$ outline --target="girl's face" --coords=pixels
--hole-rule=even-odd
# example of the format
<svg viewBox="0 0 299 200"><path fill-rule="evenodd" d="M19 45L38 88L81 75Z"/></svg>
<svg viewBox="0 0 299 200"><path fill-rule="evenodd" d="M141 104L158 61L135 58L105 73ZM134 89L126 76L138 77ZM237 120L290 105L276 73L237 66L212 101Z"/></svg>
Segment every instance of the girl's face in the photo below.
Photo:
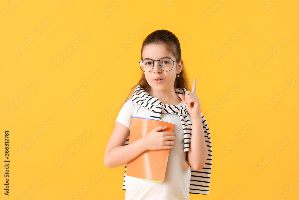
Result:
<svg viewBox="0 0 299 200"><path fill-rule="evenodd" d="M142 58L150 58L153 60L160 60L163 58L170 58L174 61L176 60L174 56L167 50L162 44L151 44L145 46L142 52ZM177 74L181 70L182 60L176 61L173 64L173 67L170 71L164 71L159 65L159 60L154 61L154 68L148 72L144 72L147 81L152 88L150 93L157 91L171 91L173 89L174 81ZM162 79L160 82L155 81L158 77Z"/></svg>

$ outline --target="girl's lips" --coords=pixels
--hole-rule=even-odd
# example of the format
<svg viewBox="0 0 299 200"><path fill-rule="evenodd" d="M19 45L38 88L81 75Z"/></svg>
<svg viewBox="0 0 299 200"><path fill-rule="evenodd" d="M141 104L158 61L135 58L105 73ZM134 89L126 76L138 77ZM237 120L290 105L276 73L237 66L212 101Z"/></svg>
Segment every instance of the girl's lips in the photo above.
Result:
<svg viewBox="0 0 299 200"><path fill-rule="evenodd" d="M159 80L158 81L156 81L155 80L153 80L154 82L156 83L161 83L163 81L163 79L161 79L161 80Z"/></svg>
--------
● **WRITTEN TASK**
Transcribe the whole listing above word for word, leaving out the pictures.

● **WRITTEN RESPONSE**
$ outline --target="girl's face" --coords=pixels
--hole-rule=even-odd
# example of the format
<svg viewBox="0 0 299 200"><path fill-rule="evenodd" d="M19 45L38 88L81 75Z"/></svg>
<svg viewBox="0 0 299 200"><path fill-rule="evenodd" d="M141 104L158 61L135 58L105 73ZM134 89L126 76L138 77ZM237 120L290 105L276 73L237 66L212 101Z"/></svg>
Segment every instance of the girl's face in the photo below.
Photo:
Result:
<svg viewBox="0 0 299 200"><path fill-rule="evenodd" d="M142 58L150 58L153 60L160 60L163 58L170 58L174 61L176 60L174 56L167 50L162 44L151 44L145 46L142 52ZM177 74L181 70L182 60L176 61L173 64L173 67L170 71L164 71L159 65L159 60L154 61L154 68L148 72L144 72L147 81L152 88L150 93L157 91L171 91L173 89L174 81ZM162 79L160 82L155 81L158 77Z"/></svg>

$ outline --target="girl's lips" --coords=pixels
--hole-rule=even-odd
# example of the format
<svg viewBox="0 0 299 200"><path fill-rule="evenodd" d="M19 45L38 88L81 75Z"/></svg>
<svg viewBox="0 0 299 200"><path fill-rule="evenodd" d="M141 104L158 61L135 58L105 73ZM134 89L126 76L138 77ZM237 120L290 105L276 73L237 66L212 101Z"/></svg>
Segment every instance of the girl's lips in the photo above.
Result:
<svg viewBox="0 0 299 200"><path fill-rule="evenodd" d="M159 80L158 81L156 81L155 80L153 80L154 82L156 83L161 83L163 81L163 79L161 79L161 80Z"/></svg>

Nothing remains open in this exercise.